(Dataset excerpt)
□ □ □ □ □

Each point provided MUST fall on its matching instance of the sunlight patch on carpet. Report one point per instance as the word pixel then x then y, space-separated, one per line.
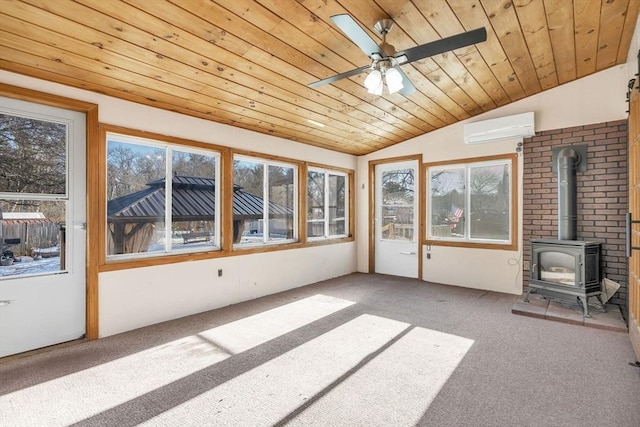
pixel 80 395
pixel 270 392
pixel 396 387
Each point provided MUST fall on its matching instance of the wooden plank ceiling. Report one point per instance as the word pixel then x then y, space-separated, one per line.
pixel 248 63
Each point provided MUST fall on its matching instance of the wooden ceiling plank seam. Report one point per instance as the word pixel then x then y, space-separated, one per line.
pixel 448 23
pixel 447 114
pixel 297 13
pixel 491 50
pixel 506 25
pixel 612 20
pixel 416 121
pixel 470 58
pixel 246 63
pixel 194 87
pixel 61 78
pixel 449 73
pixel 155 94
pixel 275 92
pixel 533 20
pixel 429 67
pixel 443 25
pixel 631 18
pixel 560 24
pixel 305 88
pixel 587 19
pixel 379 137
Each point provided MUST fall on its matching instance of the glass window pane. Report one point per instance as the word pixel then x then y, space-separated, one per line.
pixel 447 202
pixel 32 155
pixel 315 204
pixel 135 198
pixel 281 202
pixel 193 201
pixel 337 205
pixel 32 237
pixel 397 204
pixel 248 202
pixel 489 202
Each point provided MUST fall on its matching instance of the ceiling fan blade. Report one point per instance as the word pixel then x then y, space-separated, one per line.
pixel 445 45
pixel 340 76
pixel 408 87
pixel 357 34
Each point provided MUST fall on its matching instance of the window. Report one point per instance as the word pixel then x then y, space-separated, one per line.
pixel 161 198
pixel 264 202
pixel 471 203
pixel 327 204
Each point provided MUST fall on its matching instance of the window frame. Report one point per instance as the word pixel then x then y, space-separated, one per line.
pixel 267 162
pixel 326 220
pixel 168 148
pixel 512 243
pixel 98 183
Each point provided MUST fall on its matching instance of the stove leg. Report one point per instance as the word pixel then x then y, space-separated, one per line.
pixel 604 309
pixel 585 307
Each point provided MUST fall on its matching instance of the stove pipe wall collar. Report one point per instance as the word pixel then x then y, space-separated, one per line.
pixel 567 161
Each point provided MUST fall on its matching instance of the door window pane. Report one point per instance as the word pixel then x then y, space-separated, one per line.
pixel 33 155
pixel 397 204
pixel 33 196
pixel 32 236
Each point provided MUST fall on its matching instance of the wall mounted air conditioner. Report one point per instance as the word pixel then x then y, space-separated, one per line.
pixel 509 127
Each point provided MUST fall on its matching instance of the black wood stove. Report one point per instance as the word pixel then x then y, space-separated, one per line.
pixel 567 268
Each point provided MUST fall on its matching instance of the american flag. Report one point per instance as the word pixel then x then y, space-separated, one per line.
pixel 456 212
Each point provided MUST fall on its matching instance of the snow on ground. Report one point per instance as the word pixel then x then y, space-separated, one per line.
pixel 45 265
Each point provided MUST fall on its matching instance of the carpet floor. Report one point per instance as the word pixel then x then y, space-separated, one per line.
pixel 358 350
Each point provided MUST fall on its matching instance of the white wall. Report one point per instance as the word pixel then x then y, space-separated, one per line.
pixel 594 99
pixel 133 298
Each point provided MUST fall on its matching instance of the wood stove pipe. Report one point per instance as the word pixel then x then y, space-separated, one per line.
pixel 567 163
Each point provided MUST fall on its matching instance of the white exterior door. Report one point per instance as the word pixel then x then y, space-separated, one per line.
pixel 396 218
pixel 42 231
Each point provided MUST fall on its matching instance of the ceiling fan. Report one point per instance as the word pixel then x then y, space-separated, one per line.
pixel 385 61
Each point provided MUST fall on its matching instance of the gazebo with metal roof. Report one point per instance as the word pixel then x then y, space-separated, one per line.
pixel 131 218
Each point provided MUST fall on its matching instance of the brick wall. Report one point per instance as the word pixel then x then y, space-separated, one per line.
pixel 602 194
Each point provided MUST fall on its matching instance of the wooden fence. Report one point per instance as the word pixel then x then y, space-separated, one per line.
pixel 22 237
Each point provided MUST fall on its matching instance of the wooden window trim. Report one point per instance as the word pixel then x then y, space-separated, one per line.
pixel 513 246
pixel 93 155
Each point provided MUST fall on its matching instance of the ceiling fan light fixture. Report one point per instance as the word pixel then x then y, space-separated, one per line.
pixel 393 79
pixel 378 89
pixel 373 80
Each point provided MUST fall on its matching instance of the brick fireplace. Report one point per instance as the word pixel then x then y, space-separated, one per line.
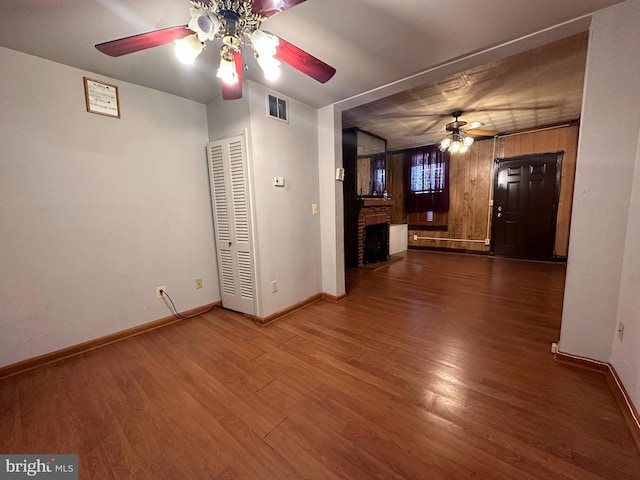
pixel 373 212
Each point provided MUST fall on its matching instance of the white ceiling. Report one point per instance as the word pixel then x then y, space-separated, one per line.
pixel 378 47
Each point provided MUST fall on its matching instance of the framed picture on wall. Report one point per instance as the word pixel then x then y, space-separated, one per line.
pixel 101 98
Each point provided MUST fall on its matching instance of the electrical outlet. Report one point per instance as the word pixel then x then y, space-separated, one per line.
pixel 620 331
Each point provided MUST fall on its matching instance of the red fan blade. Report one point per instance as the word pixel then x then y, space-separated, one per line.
pixel 135 43
pixel 269 8
pixel 234 92
pixel 304 62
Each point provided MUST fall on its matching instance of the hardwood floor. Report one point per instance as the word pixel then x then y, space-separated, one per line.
pixel 434 367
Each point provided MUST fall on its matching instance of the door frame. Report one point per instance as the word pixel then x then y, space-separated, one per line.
pixel 556 200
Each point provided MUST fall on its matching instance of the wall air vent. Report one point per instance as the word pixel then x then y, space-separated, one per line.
pixel 277 108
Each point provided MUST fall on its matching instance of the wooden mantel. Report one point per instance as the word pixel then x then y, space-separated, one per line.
pixel 374 202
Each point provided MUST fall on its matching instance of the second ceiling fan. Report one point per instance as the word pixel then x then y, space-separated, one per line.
pixel 237 23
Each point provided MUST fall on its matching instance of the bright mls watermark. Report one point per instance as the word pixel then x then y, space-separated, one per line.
pixel 46 467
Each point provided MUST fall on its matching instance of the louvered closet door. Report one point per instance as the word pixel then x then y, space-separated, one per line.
pixel 232 223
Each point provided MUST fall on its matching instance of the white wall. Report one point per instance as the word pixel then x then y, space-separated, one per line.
pixel 95 212
pixel 602 271
pixel 287 233
pixel 331 200
pixel 626 353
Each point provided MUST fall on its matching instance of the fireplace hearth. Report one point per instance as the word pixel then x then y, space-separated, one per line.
pixel 376 243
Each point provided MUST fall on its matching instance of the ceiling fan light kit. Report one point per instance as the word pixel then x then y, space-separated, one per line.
pixel 237 23
pixel 457 141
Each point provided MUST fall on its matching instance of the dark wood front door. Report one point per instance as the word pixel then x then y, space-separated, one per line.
pixel 525 206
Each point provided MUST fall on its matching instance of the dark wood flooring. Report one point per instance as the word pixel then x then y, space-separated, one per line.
pixel 434 367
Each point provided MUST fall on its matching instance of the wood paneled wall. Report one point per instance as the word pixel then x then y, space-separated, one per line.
pixel 471 188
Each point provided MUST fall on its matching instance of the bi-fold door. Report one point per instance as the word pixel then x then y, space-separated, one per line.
pixel 232 223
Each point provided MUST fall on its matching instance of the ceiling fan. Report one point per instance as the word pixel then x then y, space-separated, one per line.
pixel 237 23
pixel 458 138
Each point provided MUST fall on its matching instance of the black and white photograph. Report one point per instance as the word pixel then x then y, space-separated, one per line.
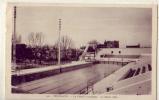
pixel 86 50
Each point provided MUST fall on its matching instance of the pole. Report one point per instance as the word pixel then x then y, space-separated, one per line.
pixel 14 38
pixel 59 46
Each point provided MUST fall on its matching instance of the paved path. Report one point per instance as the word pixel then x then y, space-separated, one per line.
pixel 69 82
pixel 47 68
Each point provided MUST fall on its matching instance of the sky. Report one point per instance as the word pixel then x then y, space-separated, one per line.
pixel 127 25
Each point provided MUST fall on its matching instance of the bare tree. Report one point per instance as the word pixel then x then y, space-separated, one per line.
pixel 93 43
pixel 36 39
pixel 66 42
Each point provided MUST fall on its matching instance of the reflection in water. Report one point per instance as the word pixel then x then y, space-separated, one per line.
pixel 72 82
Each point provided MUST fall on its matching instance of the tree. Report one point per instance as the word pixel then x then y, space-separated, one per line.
pixel 66 44
pixel 36 39
pixel 93 43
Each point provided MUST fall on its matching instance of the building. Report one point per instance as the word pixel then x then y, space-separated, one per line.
pixel 109 44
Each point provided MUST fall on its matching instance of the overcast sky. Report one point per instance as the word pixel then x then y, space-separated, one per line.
pixel 82 24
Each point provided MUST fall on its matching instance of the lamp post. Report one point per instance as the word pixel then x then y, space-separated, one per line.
pixel 59 46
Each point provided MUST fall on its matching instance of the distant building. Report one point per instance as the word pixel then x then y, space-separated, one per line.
pixel 109 44
pixel 133 46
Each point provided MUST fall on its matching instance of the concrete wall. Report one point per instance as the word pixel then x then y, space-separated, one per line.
pixel 124 51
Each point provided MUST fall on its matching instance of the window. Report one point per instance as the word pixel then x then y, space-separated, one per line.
pixel 143 69
pixel 149 67
pixel 137 72
pixel 101 56
pixel 130 73
pixel 119 52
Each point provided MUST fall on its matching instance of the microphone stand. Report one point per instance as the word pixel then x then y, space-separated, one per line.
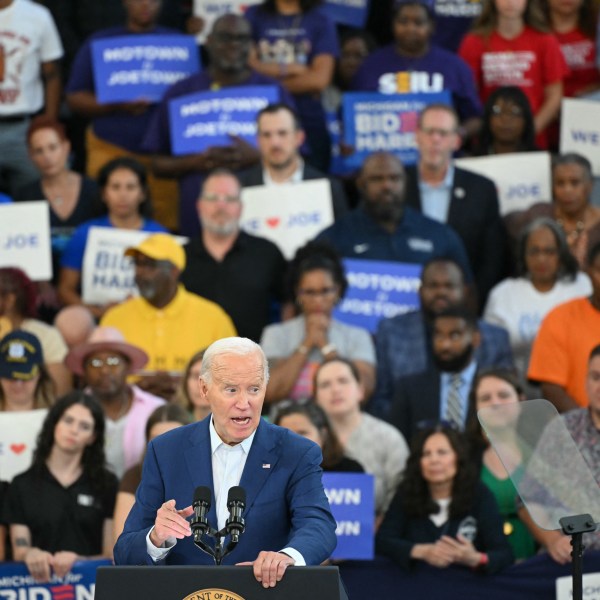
pixel 217 553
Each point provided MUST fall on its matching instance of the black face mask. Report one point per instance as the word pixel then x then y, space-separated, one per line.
pixel 455 364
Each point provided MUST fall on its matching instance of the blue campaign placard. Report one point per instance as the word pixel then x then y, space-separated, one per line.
pixel 386 122
pixel 352 501
pixel 347 12
pixel 206 119
pixel 78 584
pixel 135 67
pixel 377 290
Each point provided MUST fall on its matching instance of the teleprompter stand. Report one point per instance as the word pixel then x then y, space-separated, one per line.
pixel 576 526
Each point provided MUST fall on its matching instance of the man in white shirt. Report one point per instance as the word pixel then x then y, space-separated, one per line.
pixel 280 138
pixel 287 516
pixel 30 48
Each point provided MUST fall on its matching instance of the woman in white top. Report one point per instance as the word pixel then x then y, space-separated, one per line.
pixel 296 347
pixel 378 446
pixel 549 275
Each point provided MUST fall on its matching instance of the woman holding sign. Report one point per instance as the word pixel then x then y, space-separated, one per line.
pixel 68 478
pixel 124 192
pixel 71 197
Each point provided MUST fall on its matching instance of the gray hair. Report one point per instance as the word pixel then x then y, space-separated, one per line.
pixel 232 345
pixel 572 158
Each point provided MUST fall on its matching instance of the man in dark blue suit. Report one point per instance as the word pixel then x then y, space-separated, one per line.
pixel 288 521
pixel 403 342
pixel 422 398
pixel 465 201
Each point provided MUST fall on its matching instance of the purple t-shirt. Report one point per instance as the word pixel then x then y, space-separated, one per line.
pixel 158 139
pixel 123 130
pixel 287 39
pixel 388 72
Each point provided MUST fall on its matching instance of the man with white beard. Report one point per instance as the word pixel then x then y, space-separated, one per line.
pixel 242 273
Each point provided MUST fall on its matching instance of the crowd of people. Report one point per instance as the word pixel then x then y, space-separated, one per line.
pixel 509 305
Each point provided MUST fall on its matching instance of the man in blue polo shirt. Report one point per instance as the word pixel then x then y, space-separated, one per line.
pixel 383 227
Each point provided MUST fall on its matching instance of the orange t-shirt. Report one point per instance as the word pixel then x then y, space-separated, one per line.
pixel 562 347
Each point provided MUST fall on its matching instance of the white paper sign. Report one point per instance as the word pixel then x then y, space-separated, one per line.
pixel 591 587
pixel 290 214
pixel 580 130
pixel 18 437
pixel 25 238
pixel 210 10
pixel 107 274
pixel 522 178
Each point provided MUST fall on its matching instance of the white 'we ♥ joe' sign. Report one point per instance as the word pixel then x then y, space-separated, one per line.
pixel 290 214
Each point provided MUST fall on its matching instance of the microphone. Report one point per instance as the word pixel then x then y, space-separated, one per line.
pixel 201 506
pixel 236 503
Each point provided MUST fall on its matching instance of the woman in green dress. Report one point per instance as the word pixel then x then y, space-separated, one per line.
pixel 500 387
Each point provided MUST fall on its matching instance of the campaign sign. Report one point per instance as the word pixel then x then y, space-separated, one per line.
pixel 290 214
pixel 352 501
pixel 521 178
pixel 107 274
pixel 135 67
pixel 377 290
pixel 210 10
pixel 25 238
pixel 18 438
pixel 78 584
pixel 210 118
pixel 580 130
pixel 384 122
pixel 590 587
pixel 347 12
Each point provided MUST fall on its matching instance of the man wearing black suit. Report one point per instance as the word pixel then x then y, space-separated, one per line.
pixel 280 137
pixel 466 201
pixel 441 392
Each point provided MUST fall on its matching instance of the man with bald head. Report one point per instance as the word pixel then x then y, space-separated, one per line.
pixel 228 46
pixel 384 227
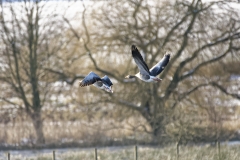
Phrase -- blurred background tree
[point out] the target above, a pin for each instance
(199, 84)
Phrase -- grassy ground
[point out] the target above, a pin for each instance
(206, 152)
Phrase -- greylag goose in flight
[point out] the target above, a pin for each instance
(145, 74)
(101, 83)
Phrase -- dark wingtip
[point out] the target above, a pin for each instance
(168, 54)
(134, 47)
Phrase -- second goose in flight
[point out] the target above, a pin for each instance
(145, 74)
(101, 83)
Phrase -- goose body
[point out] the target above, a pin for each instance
(101, 83)
(144, 73)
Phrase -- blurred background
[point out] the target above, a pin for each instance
(48, 46)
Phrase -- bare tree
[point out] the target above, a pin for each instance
(30, 42)
(201, 37)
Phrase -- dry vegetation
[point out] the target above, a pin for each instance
(41, 62)
(204, 152)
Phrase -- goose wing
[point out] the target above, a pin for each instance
(142, 66)
(90, 79)
(159, 67)
(107, 80)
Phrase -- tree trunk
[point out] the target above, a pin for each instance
(38, 126)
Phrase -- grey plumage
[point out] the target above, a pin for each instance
(93, 79)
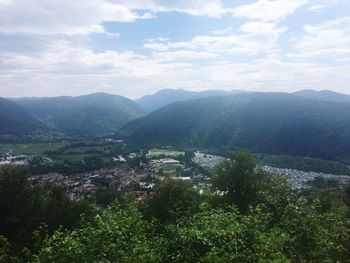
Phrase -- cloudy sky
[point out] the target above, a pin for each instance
(136, 47)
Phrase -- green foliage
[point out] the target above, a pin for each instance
(116, 235)
(90, 114)
(224, 236)
(239, 181)
(15, 120)
(172, 200)
(5, 251)
(24, 207)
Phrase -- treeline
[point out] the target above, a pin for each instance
(247, 216)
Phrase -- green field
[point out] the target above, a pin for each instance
(59, 151)
(154, 153)
(170, 169)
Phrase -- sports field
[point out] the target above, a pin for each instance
(154, 153)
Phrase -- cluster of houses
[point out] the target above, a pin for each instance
(15, 160)
(207, 160)
(86, 184)
(300, 179)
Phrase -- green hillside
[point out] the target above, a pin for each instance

□ □ □ □ □

CHALLENGE — Repeat exactly, and only, the lines of the records above, starting with the line that contains "Phrase -- treeline" and ending with the final line, both included.

TASK ANSWER —
Phrase -- treeline
[point out] the target above, a pin for each instance
(247, 216)
Phrase -- green field
[point out] the target above, a pin for each instance
(59, 151)
(154, 153)
(170, 169)
Phrase -- sports field
[point out] the target above, a pin for each instance
(154, 153)
Phrase -- cluster of houses
[point out] the target above, a pin for each instance
(15, 160)
(207, 160)
(86, 184)
(300, 179)
Phrase -- green hillside
[point out] the target above, a pin for each instance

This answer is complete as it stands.